• TASK INSTRUCTIONS
Which lines of the material hold the word "athletic"? Copy each one.

• INFORMATION GIVEN

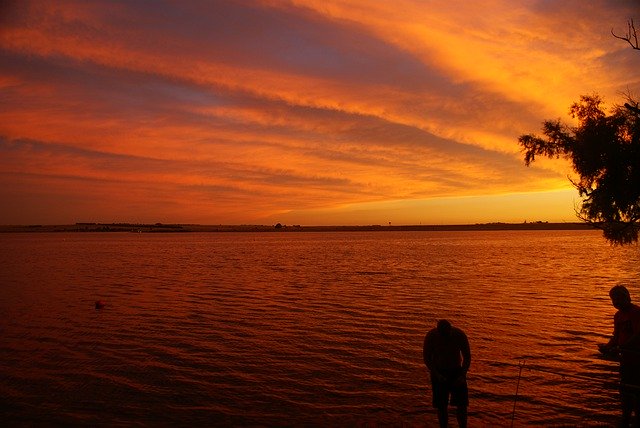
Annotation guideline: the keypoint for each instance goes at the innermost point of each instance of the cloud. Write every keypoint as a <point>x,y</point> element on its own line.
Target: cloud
<point>203,109</point>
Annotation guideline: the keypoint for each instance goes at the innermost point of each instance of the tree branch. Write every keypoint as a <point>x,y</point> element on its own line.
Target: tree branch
<point>631,37</point>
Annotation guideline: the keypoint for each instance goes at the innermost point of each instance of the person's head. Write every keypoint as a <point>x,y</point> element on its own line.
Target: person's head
<point>620,297</point>
<point>444,328</point>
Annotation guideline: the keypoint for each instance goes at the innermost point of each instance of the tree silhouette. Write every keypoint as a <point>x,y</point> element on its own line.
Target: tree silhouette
<point>605,152</point>
<point>631,37</point>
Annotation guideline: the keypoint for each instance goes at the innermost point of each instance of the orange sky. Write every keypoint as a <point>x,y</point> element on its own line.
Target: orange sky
<point>307,112</point>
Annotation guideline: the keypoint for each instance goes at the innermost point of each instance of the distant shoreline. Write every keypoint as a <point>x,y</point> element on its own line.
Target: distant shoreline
<point>186,228</point>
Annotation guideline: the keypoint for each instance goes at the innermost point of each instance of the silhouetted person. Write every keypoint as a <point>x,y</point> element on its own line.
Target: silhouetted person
<point>447,355</point>
<point>626,342</point>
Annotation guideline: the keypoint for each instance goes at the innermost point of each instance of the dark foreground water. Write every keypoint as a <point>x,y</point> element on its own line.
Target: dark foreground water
<point>311,329</point>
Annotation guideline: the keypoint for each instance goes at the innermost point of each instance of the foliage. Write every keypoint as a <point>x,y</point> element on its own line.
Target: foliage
<point>605,152</point>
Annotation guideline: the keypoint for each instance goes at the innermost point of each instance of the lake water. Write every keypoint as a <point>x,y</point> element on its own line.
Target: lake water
<point>311,329</point>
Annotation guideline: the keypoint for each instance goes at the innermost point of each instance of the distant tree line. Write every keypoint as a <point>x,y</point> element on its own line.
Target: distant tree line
<point>604,149</point>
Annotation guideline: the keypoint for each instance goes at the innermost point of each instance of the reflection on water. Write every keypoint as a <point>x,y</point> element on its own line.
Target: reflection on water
<point>304,328</point>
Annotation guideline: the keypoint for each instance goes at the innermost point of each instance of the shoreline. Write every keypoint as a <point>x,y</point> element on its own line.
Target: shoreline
<point>189,228</point>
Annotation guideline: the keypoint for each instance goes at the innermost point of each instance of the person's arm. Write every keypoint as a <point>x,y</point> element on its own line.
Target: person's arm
<point>427,355</point>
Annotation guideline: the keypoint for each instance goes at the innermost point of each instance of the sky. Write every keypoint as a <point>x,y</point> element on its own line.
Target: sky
<point>309,112</point>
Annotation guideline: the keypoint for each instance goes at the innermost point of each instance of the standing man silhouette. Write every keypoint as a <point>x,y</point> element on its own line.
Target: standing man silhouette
<point>447,355</point>
<point>626,342</point>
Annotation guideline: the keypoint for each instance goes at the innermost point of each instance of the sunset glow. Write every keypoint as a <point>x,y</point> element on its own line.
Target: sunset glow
<point>302,112</point>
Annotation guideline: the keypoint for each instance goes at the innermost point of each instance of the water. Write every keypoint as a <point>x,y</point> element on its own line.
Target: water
<point>312,329</point>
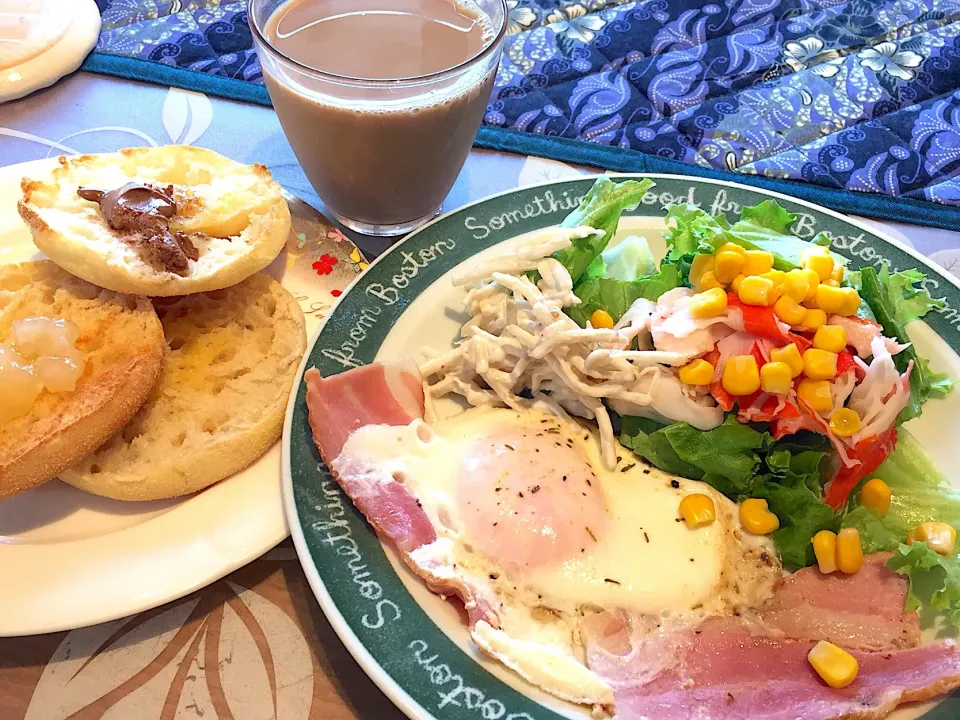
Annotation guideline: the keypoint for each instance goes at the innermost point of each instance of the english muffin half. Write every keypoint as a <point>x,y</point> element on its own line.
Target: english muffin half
<point>117,348</point>
<point>163,221</point>
<point>220,402</point>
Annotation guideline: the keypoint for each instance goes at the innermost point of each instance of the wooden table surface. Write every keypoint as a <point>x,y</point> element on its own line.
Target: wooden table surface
<point>252,645</point>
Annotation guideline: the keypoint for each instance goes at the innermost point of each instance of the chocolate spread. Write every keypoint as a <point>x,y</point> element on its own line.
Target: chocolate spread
<point>141,214</point>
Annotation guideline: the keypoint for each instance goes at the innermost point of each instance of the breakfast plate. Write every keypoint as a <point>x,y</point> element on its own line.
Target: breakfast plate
<point>413,644</point>
<point>70,559</point>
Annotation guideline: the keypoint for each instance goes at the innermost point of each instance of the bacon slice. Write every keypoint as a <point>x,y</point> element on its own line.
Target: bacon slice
<point>732,675</point>
<point>377,394</point>
<point>865,615</point>
<point>383,394</point>
<point>755,666</point>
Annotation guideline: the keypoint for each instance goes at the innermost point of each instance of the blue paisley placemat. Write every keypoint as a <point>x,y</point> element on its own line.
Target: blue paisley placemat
<point>857,103</point>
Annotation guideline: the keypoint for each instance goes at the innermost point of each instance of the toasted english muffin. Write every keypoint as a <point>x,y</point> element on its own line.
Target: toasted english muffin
<point>220,401</point>
<point>233,215</point>
<point>122,344</point>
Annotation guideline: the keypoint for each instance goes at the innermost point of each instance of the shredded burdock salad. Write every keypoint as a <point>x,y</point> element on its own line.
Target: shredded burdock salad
<point>746,357</point>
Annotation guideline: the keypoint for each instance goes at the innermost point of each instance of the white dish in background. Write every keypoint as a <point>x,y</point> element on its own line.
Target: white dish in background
<point>72,28</point>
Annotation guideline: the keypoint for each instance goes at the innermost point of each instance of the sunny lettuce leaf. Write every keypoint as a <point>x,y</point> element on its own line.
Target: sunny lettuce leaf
<point>894,301</point>
<point>875,536</point>
<point>742,461</point>
<point>692,231</point>
<point>934,579</point>
<point>601,209</point>
<point>616,296</point>
<point>628,260</point>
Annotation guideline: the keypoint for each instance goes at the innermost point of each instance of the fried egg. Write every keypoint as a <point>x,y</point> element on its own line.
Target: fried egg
<point>526,516</point>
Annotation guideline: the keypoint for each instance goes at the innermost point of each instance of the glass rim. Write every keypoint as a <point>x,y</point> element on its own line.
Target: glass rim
<point>374,82</point>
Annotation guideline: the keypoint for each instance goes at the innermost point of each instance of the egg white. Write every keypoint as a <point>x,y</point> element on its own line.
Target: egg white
<point>608,540</point>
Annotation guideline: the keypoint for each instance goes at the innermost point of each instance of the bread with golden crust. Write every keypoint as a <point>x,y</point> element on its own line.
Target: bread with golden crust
<point>235,215</point>
<point>220,402</point>
<point>123,346</point>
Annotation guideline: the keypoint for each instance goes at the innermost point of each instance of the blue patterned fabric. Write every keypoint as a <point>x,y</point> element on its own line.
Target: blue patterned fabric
<point>861,95</point>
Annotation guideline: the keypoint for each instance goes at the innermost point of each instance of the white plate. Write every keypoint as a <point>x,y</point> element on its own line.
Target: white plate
<point>69,559</point>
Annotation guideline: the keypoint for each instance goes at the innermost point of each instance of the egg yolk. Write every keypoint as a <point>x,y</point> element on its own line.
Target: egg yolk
<point>529,498</point>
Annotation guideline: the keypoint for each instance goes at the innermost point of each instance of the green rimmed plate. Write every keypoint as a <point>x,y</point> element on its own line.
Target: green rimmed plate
<point>411,643</point>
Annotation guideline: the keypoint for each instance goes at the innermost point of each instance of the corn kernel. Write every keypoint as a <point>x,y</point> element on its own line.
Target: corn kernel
<point>813,282</point>
<point>697,372</point>
<point>777,276</point>
<point>851,302</point>
<point>825,548</point>
<point>875,496</point>
<point>819,364</point>
<point>756,517</point>
<point>601,319</point>
<point>939,537</point>
<point>741,376</point>
<point>733,247</point>
<point>756,290</point>
<point>709,303</point>
<point>707,281</point>
<point>830,337</point>
<point>816,394</point>
<point>813,320</point>
<point>790,355</point>
<point>819,260</point>
<point>849,551</point>
<point>788,310</point>
<point>699,265</point>
<point>776,377</point>
<point>830,299</point>
<point>698,510</point>
<point>728,265</point>
<point>834,665</point>
<point>845,422</point>
<point>795,285</point>
<point>758,262</point>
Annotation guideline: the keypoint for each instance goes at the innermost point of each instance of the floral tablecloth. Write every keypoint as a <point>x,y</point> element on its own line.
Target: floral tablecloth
<point>861,95</point>
<point>255,644</point>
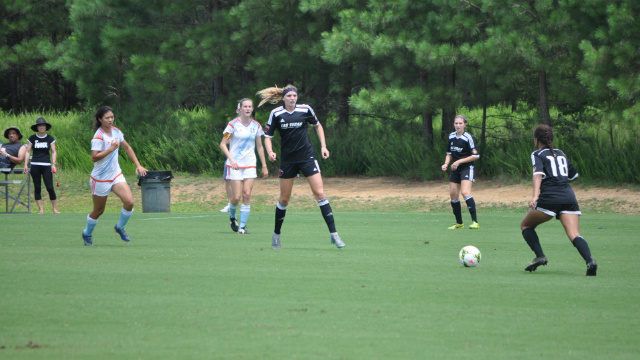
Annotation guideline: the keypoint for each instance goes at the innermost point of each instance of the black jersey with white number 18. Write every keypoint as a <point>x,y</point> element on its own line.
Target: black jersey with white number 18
<point>556,171</point>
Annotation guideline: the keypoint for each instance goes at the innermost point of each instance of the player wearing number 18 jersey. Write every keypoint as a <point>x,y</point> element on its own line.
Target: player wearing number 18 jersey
<point>553,197</point>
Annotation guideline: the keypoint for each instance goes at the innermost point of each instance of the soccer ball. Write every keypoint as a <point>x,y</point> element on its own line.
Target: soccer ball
<point>470,256</point>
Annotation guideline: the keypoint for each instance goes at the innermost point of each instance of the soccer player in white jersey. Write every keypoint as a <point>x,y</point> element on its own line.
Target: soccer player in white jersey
<point>461,153</point>
<point>241,138</point>
<point>106,176</point>
<point>297,154</point>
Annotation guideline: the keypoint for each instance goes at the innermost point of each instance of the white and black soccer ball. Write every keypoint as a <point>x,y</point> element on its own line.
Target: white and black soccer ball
<point>470,256</point>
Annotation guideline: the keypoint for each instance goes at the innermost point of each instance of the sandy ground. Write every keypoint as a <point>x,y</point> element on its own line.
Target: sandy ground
<point>486,193</point>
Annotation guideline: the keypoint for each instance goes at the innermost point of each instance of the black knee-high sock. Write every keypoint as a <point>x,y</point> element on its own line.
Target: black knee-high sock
<point>327,214</point>
<point>471,205</point>
<point>457,210</point>
<point>281,211</point>
<point>583,248</point>
<point>531,237</point>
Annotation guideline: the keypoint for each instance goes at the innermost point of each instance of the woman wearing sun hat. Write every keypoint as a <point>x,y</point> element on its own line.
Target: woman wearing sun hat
<point>43,162</point>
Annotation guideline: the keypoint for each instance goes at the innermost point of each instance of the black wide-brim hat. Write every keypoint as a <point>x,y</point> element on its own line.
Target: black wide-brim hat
<point>40,121</point>
<point>6,132</point>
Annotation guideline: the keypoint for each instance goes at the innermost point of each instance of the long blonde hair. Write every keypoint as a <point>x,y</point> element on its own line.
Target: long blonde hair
<point>273,95</point>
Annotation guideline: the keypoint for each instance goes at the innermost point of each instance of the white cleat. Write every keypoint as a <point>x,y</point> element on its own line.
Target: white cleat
<point>275,242</point>
<point>335,239</point>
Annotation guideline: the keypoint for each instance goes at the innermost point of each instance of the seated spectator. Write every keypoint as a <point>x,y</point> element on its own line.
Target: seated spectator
<point>14,151</point>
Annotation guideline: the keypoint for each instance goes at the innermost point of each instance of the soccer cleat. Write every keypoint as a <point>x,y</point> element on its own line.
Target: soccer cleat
<point>234,224</point>
<point>542,260</point>
<point>335,239</point>
<point>592,267</point>
<point>88,239</point>
<point>275,242</point>
<point>123,234</point>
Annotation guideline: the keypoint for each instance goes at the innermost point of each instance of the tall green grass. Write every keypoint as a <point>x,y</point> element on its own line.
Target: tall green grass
<point>188,141</point>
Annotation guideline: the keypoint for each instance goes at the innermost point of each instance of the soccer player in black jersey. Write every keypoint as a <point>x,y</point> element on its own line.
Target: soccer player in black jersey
<point>462,151</point>
<point>297,154</point>
<point>553,196</point>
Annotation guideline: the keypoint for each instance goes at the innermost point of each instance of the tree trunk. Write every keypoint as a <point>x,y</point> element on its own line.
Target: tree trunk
<point>544,101</point>
<point>448,112</point>
<point>345,95</point>
<point>427,129</point>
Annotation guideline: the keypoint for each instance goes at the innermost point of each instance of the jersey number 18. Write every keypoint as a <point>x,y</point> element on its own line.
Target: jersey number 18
<point>561,166</point>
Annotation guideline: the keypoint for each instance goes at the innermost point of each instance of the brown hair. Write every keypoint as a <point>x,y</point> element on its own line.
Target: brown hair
<point>273,95</point>
<point>99,115</point>
<point>544,135</point>
<point>243,100</point>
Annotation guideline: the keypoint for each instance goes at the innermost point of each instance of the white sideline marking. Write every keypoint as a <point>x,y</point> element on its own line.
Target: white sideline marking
<point>177,217</point>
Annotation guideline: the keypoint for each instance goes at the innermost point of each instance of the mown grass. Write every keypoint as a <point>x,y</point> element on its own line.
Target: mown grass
<point>187,287</point>
<point>74,196</point>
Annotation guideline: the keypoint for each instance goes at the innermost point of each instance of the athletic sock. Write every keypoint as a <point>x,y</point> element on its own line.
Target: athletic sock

• EXERCISE RESPONSE
Annotation guideline: the keypoint for each instance goes at the innermost point of each instance of the athletic sock. Write every keypoint as a <point>x,y</point> element on its own line.
Target: athletic sock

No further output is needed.